*** Data to process Section Begins ***
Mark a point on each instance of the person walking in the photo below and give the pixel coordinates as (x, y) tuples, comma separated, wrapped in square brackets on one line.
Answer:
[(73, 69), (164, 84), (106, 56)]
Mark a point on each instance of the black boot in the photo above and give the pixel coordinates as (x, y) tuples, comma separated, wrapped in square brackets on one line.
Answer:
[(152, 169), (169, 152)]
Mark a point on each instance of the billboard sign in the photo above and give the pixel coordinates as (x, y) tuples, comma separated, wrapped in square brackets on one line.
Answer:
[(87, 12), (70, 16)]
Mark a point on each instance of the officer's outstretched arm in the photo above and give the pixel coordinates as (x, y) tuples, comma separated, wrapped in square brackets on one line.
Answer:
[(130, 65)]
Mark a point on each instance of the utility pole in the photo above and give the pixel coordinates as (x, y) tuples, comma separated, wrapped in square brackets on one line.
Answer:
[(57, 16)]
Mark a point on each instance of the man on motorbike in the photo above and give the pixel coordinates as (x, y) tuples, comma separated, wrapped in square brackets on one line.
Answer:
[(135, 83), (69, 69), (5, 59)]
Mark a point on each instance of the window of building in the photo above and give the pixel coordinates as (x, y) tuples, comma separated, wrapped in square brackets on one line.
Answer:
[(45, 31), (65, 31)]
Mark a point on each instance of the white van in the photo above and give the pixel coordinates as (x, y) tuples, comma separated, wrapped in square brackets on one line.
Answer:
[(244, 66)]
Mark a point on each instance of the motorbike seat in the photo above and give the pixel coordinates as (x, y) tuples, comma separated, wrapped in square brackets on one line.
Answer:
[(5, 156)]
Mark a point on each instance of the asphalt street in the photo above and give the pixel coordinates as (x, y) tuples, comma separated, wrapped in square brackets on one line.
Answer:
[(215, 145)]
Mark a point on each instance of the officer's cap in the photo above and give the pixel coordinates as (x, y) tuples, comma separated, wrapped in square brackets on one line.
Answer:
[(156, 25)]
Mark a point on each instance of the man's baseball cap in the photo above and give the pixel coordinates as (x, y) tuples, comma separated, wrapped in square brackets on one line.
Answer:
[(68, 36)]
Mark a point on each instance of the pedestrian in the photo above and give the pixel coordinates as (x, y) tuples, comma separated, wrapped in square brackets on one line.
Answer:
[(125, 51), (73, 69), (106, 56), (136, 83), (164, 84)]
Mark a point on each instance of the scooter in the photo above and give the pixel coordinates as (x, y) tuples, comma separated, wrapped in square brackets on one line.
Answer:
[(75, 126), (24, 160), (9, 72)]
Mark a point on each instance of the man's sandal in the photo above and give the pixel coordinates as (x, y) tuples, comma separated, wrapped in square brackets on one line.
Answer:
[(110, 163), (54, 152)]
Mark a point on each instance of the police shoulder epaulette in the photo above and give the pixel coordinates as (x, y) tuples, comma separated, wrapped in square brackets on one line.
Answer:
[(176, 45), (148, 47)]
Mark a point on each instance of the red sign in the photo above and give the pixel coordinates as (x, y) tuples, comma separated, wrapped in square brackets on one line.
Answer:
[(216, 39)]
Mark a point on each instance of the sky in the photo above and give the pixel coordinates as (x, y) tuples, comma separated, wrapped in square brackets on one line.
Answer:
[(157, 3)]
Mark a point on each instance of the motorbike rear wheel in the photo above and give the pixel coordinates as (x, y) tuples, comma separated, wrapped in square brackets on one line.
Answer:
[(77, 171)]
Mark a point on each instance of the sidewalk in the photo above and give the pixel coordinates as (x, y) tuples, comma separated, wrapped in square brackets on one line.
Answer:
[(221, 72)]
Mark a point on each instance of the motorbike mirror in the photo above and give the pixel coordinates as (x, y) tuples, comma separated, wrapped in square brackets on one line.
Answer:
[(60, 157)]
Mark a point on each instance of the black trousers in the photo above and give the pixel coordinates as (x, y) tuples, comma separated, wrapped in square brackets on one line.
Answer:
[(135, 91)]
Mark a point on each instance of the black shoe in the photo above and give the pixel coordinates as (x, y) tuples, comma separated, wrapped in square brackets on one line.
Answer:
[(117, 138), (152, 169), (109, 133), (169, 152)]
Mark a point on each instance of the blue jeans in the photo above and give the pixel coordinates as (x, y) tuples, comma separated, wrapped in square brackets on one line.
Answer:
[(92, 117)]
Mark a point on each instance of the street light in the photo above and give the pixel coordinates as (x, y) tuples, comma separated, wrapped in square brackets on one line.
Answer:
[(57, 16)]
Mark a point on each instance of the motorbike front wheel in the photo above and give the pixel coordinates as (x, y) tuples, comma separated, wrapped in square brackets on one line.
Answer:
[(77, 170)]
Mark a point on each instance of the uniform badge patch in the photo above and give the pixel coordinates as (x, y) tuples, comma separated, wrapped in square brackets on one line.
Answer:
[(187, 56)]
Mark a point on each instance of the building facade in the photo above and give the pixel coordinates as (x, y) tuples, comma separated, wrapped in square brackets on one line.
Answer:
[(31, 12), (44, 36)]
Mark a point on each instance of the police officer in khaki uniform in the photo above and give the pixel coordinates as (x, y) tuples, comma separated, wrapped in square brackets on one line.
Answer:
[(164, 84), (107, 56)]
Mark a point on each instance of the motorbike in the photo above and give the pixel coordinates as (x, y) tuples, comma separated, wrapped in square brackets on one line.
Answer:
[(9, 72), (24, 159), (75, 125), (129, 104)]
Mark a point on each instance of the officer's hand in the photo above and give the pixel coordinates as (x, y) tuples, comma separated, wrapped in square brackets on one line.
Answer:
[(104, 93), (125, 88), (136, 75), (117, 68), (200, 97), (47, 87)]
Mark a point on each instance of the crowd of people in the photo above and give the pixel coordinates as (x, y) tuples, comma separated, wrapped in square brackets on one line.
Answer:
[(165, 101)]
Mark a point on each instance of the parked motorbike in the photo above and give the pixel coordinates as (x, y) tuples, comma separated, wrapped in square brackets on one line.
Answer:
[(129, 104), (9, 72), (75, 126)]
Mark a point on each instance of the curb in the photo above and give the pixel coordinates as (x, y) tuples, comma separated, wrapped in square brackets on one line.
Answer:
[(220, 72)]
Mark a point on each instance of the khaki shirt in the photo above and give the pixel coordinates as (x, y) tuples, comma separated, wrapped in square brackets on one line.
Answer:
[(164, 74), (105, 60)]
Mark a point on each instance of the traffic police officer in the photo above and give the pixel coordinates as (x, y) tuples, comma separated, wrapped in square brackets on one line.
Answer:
*** Data to process Section Ends ***
_What is needed_. With the line that contains "Mark a point on each instance of the traffic" as the first and the final line of the data as the last, repeat every line in that span exactly.

_Answer below_.
Mark a point on each instance of the traffic police officer in the photo above and give the pixel coordinates as (x, y) tuples, comma separated, wrapped in square brackets on one line.
Answer:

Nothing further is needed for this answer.